+++ Text segment

Rail transport in Northamptonshire forms an essential part of Northamptonshire's transport infrastructure and contributes to the broader rail network of Great Britain. Located in the South Midlands, Northamptonshire has long served as a corridor for north–south rail travel, linking London to urban centres in the north. Despite the county's modest rail coverage today, it has a rich railway history shaped by industrial growth.

Railway development in Northamptonshire began in the 1840s with the arrival of the London and Birmingham Railway, a major component of what would become the West Coast Main Line. The county was soon crisscrossed by a number of branch lines and secondary routes built by competing railway companies, including the Midland Railway, the Great Northern Railway, and the Great Central Railway.

However, the latter half of the 20th century saw a sharp decline in local rail services. As part of the Beeching axe of the 1960s, the vast majority of Northamptonshire's stations and lines were deemed unprofitable and closed. From a historical total of 92 stations, the county today is served by just six on the national rail network. Many former lines have since been dismantled, repurposed as footpaths or cycleways, or remain disused.

++++++
+++ The data

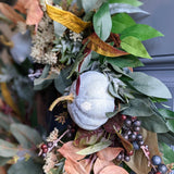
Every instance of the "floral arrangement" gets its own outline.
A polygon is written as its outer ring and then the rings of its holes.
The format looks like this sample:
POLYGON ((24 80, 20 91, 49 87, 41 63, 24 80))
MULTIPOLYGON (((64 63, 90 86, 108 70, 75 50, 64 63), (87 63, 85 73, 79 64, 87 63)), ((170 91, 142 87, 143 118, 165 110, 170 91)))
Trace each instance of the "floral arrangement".
POLYGON ((13 59, 1 62, 0 75, 0 164, 8 174, 172 173, 174 112, 162 103, 172 95, 159 79, 133 71, 144 66, 139 58, 151 59, 142 41, 163 36, 130 16, 148 14, 141 4, 0 3, 1 20, 20 32, 0 37, 13 59), (27 122, 37 117, 36 91, 50 86, 57 94, 47 110, 63 128, 46 138, 27 122))

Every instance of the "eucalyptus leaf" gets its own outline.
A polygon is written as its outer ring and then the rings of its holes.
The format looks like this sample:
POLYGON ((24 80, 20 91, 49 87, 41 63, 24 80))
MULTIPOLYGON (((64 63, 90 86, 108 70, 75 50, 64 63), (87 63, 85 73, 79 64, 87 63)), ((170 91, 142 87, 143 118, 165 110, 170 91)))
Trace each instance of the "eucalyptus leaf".
POLYGON ((13 136, 24 148, 35 147, 42 141, 38 132, 27 125, 13 123, 11 124, 10 129, 13 136))
POLYGON ((94 27, 96 34, 104 41, 110 36, 112 21, 110 15, 109 3, 103 3, 102 7, 94 15, 94 27))
POLYGON ((151 59, 145 46, 136 37, 127 36, 123 38, 121 41, 121 47, 133 55, 151 59))
POLYGON ((13 144, 0 139, 0 157, 13 157, 17 153, 18 148, 13 144))
POLYGON ((110 145, 112 144, 112 141, 108 140, 108 139, 103 139, 101 140, 100 142, 98 144, 95 144, 92 146, 89 146, 80 151, 78 151, 77 153, 78 154, 82 154, 82 156, 88 156, 88 154, 92 154, 97 151, 100 151, 107 147, 109 147, 110 145))
POLYGON ((33 159, 22 160, 10 166, 8 174, 42 174, 42 167, 33 159))
POLYGON ((142 4, 142 2, 138 0, 109 0, 109 3, 128 3, 133 7, 139 7, 142 4))
POLYGON ((166 123, 159 115, 153 114, 152 116, 139 116, 141 121, 141 126, 147 130, 154 133, 167 133, 169 128, 166 123))
POLYGON ((148 98, 138 98, 130 99, 128 102, 129 107, 125 109, 122 113, 126 115, 136 115, 136 116, 151 116, 154 114, 151 109, 151 102, 148 98))
POLYGON ((127 37, 127 36, 134 36, 140 41, 148 40, 154 37, 164 36, 160 32, 156 30, 149 25, 145 24, 136 24, 134 26, 127 27, 122 32, 121 39, 127 37))
POLYGON ((135 25, 135 21, 127 13, 117 13, 112 16, 112 29, 114 34, 121 34, 124 29, 135 25))
POLYGON ((140 72, 130 73, 129 76, 134 80, 129 80, 128 84, 146 96, 164 99, 172 97, 167 87, 156 77, 140 72))
POLYGON ((165 144, 169 144, 169 145, 173 145, 174 133, 167 132, 167 133, 158 134, 158 140, 160 142, 165 142, 165 144))
POLYGON ((137 8, 133 7, 127 3, 111 3, 110 4, 110 13, 115 14, 115 13, 144 13, 144 14, 149 14, 148 12, 137 8))
POLYGON ((160 114, 166 120, 174 120, 174 112, 166 109, 159 109, 160 114))
POLYGON ((170 148, 170 146, 162 142, 162 144, 160 144, 160 150, 162 152, 162 159, 164 161, 164 164, 173 163, 174 151, 170 148))
POLYGON ((71 70, 71 67, 63 69, 59 76, 54 79, 54 87, 62 95, 64 94, 65 88, 72 84, 72 79, 67 79, 71 70))
POLYGON ((138 58, 134 55, 124 55, 124 57, 117 57, 116 59, 113 58, 105 58, 105 60, 110 64, 114 64, 119 67, 137 67, 137 66, 144 66, 144 63, 139 61, 138 58))

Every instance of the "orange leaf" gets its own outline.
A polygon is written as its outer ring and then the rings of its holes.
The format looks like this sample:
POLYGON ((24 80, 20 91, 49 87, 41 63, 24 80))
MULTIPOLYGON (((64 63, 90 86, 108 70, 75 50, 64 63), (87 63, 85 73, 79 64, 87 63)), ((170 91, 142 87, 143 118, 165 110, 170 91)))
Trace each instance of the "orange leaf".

++++++

• Questions:
(1) According to the text on rail transport in Northamptonshire, how many stations does the county have on the national rail network today?
(2) Continue the text on rail transport in Northamptonshire from where it stops.

• Answers to the problems:
(1) Six.

(2)
Today, railway infrastructure in Northamptonshire is maintained by Network Rail, with services being operated by several Train Operating Companies. Services are concentrated along key intercity routes and commuter corridors, with main stations at Northampton, Wellingborough, and Kettering.

== History ==
Historically, rail transport in Northamptonshire has been hampered by the fact that most railway lines pass through the county, as opposed to the county being a destination itself.

Northamptonshire historically had many railways and stations, having had 92 total railway stations, most of which were closed following the Beeching cuts, leaving the county with six railway stations still open on the national rail network.

The first major passenger railway to enter Northamptonshire was the London and Birmingham Railway (L&BR) in 1838; however, it did not pass through the county town of Northampton. This is thought to be because the gradients from Blisworth, where the L&BR passed, to Northampton were larger than locomotives at the time were capable of handling.

The decision to avoid Northampton by the L&BR meant that the largest settlement in the county, Northampton, did not have direct rail links to London. A branch from the main line was built to Northampton in the early 1840s: the Northampton and Peterborough Railway, from Blisworth, which gave the town indirect rail links to London and Birmingham.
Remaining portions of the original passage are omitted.